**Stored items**
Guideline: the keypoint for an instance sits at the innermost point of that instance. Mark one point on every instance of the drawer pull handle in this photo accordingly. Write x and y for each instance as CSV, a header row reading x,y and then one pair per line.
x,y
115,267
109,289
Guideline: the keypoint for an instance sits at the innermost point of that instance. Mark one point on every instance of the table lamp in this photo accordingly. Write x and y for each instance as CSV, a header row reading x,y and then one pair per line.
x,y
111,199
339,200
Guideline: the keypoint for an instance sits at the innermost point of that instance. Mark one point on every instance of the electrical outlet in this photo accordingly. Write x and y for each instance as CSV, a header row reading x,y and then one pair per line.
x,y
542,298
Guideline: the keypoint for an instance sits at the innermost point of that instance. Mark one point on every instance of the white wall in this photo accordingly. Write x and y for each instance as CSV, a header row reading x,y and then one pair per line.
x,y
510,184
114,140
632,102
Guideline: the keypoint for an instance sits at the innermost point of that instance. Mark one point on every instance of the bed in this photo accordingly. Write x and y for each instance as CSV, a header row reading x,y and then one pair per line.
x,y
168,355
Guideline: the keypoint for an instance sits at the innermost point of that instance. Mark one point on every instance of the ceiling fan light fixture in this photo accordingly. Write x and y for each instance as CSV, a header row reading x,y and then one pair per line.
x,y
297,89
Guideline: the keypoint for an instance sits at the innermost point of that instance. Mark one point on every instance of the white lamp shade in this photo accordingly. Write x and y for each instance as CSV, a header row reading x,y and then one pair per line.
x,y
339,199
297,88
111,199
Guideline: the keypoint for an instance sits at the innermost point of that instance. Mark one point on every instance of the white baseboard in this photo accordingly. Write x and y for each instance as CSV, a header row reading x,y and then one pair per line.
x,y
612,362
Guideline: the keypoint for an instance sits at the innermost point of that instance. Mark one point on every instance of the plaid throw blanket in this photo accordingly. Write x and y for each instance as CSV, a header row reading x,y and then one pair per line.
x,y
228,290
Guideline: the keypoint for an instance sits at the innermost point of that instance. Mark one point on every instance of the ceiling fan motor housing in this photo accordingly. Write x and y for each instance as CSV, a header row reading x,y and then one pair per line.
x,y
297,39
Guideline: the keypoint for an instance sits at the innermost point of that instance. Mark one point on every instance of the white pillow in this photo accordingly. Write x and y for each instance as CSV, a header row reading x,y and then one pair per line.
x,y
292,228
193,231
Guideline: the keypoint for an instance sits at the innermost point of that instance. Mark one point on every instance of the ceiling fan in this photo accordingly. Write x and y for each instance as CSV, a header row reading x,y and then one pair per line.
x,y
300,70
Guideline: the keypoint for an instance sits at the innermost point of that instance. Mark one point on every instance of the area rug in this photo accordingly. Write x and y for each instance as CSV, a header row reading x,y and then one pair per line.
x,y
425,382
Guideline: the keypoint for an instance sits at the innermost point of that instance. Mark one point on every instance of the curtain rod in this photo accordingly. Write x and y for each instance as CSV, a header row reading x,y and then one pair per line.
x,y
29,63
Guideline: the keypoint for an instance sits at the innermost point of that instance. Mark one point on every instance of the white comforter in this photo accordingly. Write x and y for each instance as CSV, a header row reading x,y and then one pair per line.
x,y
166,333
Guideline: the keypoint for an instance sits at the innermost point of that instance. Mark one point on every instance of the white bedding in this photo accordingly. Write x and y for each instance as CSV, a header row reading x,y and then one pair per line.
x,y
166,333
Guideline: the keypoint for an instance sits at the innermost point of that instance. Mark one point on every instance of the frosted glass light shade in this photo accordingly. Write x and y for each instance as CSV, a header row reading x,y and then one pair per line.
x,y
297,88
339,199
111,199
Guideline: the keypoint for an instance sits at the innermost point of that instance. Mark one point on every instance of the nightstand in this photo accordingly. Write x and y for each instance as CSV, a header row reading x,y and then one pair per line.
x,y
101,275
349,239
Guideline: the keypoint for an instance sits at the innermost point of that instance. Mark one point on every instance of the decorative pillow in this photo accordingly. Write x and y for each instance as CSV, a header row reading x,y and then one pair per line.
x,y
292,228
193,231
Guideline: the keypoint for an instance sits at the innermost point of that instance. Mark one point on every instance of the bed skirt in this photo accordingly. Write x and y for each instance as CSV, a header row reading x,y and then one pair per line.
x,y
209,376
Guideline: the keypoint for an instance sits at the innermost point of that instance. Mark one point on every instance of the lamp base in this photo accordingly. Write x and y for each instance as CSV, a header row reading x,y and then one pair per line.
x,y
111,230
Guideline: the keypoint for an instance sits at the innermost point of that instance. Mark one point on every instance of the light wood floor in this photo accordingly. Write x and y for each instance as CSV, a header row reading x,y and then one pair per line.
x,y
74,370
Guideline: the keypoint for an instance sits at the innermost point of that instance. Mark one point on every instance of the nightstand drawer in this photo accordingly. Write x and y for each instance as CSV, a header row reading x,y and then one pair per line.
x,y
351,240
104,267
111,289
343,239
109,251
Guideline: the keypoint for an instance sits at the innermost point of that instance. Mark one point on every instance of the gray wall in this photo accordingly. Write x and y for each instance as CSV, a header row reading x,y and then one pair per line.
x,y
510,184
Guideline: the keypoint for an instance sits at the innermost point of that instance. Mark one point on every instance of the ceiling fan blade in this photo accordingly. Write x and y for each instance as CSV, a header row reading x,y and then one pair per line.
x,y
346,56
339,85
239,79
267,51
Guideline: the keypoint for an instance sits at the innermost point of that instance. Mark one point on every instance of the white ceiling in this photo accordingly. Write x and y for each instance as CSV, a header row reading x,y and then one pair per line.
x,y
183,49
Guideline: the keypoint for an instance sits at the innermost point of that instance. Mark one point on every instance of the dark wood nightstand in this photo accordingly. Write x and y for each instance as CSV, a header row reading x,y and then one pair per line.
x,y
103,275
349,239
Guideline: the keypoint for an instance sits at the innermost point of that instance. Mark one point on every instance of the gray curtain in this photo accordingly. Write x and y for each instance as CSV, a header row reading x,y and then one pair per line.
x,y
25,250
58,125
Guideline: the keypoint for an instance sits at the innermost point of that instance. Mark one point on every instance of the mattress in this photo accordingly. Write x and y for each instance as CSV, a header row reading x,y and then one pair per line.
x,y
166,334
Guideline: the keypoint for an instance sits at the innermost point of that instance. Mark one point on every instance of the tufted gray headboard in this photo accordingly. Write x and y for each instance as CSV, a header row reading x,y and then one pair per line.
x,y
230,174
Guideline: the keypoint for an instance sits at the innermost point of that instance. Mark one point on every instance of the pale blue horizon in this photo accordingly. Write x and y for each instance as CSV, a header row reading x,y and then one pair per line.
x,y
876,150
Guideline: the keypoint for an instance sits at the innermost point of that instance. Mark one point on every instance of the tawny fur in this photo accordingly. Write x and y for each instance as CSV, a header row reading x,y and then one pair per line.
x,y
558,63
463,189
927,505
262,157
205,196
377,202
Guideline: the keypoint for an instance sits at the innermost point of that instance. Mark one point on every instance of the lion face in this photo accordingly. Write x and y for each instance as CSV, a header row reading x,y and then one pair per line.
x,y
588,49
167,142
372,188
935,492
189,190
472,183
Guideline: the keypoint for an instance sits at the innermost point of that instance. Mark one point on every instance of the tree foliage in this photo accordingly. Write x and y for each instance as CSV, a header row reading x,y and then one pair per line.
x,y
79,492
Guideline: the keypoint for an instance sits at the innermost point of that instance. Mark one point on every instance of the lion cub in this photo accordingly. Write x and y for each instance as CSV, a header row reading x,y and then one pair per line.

**Given task**
Give the listing above again, word for word.

**Full answer**
Guideline: the keypoint for an instance sits at the innermost point of that instance. Mark one point on every instance of the drawer pull handle in this photo accordingly. Write x and y for each instance as CSV, a header row reading x,y and then one pair per line.
x,y
115,267
109,289
Guideline: the keypoint for an instance sits at the innermost point of that instance. Mark one point on every instance of the table lamp in this photo accordingly. Write x and y for each instance as CSV, a header row reading x,y and then one pair per line.
x,y
111,199
339,200
Guideline: the keypoint for an instance sits at the innermost point of that instance. Mark one point on every instance of the electrical outlet in this photo accordingly. Write x and y for each instance as CSV, a header row reading x,y and then one pair per line.
x,y
542,298
Guideline: the keypoint for an instance sits at the innermost point of that instance. Mark one point on every instance of the white wall in this photo accordingly. Write x and y for each instance as CSV, a header row reading x,y and then one pair per line.
x,y
510,184
114,140
632,102
Guideline: the keypoint for an instance sits at the innermost point of that instance. Mark one point on every instance of the bed in this photo accordingly. Write x and y for each instance as CSV, a header row reading x,y and then one pair per line.
x,y
168,355
Guideline: the keypoint for an instance sits at the innermost point of that instance. Mark one point on every instance of the ceiling fan light fixture in this photo accordingly. Write x and y for each instance as CSV, a header row reading x,y and then one pair per line.
x,y
297,89
Guideline: the keypoint for an instance sits at the innermost point of that instance. Mark one point on every instance of the white lamp shade in this photo accordingly. Write x and y for each instance as CSV, a header row reading x,y and then one pair per line.
x,y
339,199
297,88
111,199
Guideline: the keypoint for an instance sits at the innermost point of that instance. Mark one point on every instance of the white baseboard in this photo accordingly. Write x and y for each instance as CSV, a header row reading x,y and then one pair per line.
x,y
612,362
Guideline: the keypoint for an instance sits at the innermost point of that instance. Mark one point on every instance of the plaid throw blanket in this photo accordingly. Write x and y for each instance as CSV, a header row reading x,y and then one pair per line.
x,y
228,290
Guideline: the keypoint for an instance sits at the innermost point of that instance. Mark one point on every instance of the ceiling fan motor housing in this photo accordingly. Write x and y for each instance as CSV, a header row reading x,y and then one pair per line.
x,y
297,39
Guideline: the keypoint for an instance sits at the innermost point of that instance. Mark one point on every instance of the white pillow in this photo accordingly. Write x and y for each instance as CSV, a header row reading x,y and then one pair per line.
x,y
292,228
193,231
Guideline: the keypoint for an instance sits at the innermost point of that instance. Mark one point on every instance of the ceiling fan in this photo accordingly. Write x and y for each instance as CSV, a header row reading x,y and then one pair per line.
x,y
300,70
Guideline: the keypoint for an instance sits at the innermost point of that instance. Mark one point on every instance of the area rug in this photo accordingly. Write x and y for each instance as CSV, a header row reading x,y and then one pair per line.
x,y
425,382
Guideline: the keypoint for an instance sits at the innermost point of that instance. Mark one point on every instance of the curtain rod in this photo accordingly. Write x and y for each instance as CSV, a header row reading x,y and then one pair per line.
x,y
29,63
Guideline: the keypoint for an instance sits at the innermost point of that instance. Mark one point on every instance of the white comforter in this photo accordingly. Write x and y for each instance as CSV, a header row reading x,y and then one pair per line.
x,y
166,333
Guideline: the keypoint for an instance sits at the innermost point of that instance. Mark one point on every instance of the white bedding in this photo accordingly. Write x and y for each instance as CSV, a header row reading x,y and then one pair per line.
x,y
166,333
Guideline: the keypoint for an instance sits at the innermost point of that instance. Mark one point on every instance of the frosted glass light shade in this photo accordingly. Write x and y for each instance as CSV, a header row reading x,y and then one pair per line.
x,y
297,88
339,199
111,199
Guideline: the keypoint for an instance sits at the innermost point of that instance. Mark one point on every instance of the nightstand in this photo accordingly. Write x and y for each instance as CSV, a header row reading x,y and then one pair per line.
x,y
101,275
349,239
Guideline: the keypoint for an instance sits at the innermost point of that instance. Mark one point on every instance of the decorative pillow in this photo accordingly. Write x and y for each instance as CSV, a header row reading x,y and then one pair per line.
x,y
292,228
193,231
Guideline: the keypoint for an instance sits at the innermost point of that instance. Mark one point on every instance of the bed skirt in this photo accordingly. Write x and y for each instance as CSV, a header row reading x,y and then one pair per line.
x,y
209,376
Guideline: the keypoint for an instance sits at the innermost point of that instance. Mark one point on every instance of the lamp base in this photo accordingly. Write x and y for each instance as CSV, a header row reading x,y and then one pair per line.
x,y
111,230
Guideline: the keypoint for an instance sits at the innermost point of that instance. Mark one point on every instance of the light wood floor in this photo accordingly. Write x and y for each instance as CSV, a header row reading x,y and then one pair per line.
x,y
74,370
Guideline: the keypoint for an instance sits at the innermost point of that instance. Mark one point on every instance of the nightstand drawer in this photo accordingly. Write x and y for each instance as CSV, a header row reading x,y and then one pair per line.
x,y
351,240
104,267
111,289
343,239
109,251
Guideline: the keypoint for an instance sits at the innermost point of that instance. Mark one point on every instance of the gray wall in this photo accordingly. Write x and y for each instance as CSV, a header row reading x,y and then one pair per line.
x,y
510,184
Guideline: the keypoint for an instance sits at the innermost point of that instance. Mark one point on every instance of the ceiling fan blade in this photo accordingly. Write x and y for each instance as CSV, a header row reading x,y and then one pair per line.
x,y
346,56
339,85
239,79
267,51
Guideline: the keypoint for an instance sits at the innermost point of that instance. Mark one point on every instance of the white ceiling in this photo accordingly. Write x and y for each instance as CSV, a header row reading x,y and then one pair per line.
x,y
183,49
Guideline: the keypoint for an instance sits at the innermost point of that instance. Mark one point on every instance of the dark wood nightstand in this photo accordingly. Write x and y for each instance as CSV, a header row reading x,y and then one pair per line.
x,y
103,275
349,239
Guideline: the keypoint for an instance sits at the innermost point of that instance. Mark one point on every instance of the gray curtain in this photo accordingly. Write x and y for each instance as CSV, a header row reading x,y and then one pair per line.
x,y
25,250
58,125
Guideline: the keypoint for an instance sits at the innermost point of that instance. Mark one point on every instance of the mattress in this photo accordingly. Write x and y for each instance as CSV, a header row reading x,y and then one pair per line.
x,y
166,334
Guideline: the keypoint for an instance sits at the innermost point of that instance. Mark one point on every instance of the tufted gray headboard in this photo accordingly. Write x and y for each instance as CSV, a header row reading x,y and then one pair per line.
x,y
230,174
Guideline: the keypoint for an instance sits at the innermost point of that instance. Mark one point on every instance of the pale blue horizon in this photo accordingly. Write x and y for each instance as CSV, a header row reading x,y and then one pair per line.
x,y
876,150
Guideline: the keypoint for an instance sits at the innermost point of that instance. Mark one point on every instance of the tawny fur in this photo accordingly. Write x and y for each instance as CSV, a header row reading x,y and then one pair per line.
x,y
558,63
463,189
927,505
262,157
205,196
377,202
Guideline: the keypoint for an instance sits at the innermost point of that instance. Mark one point on every instance of the lion face in this photo accordingly. Write x and y for each instance as CSV, a header row reading x,y and then one pair per line.
x,y
588,49
167,142
372,188
935,492
189,190
472,183
Guideline: the keypoint for an instance sits at the innermost point of that instance. Mark one point on every instance of the tree foliage in this photo accordingly. Write x and y for each instance as CSV, a header row reading x,y and then one pair per line.
x,y
79,492
Guideline: the keypoint for an instance sits at the innermost point of that instance. Mark one point on every instance of the lion cub in this photo accordingly. Write x and y for each instance as CSV, a header row reading x,y and then one pair per line.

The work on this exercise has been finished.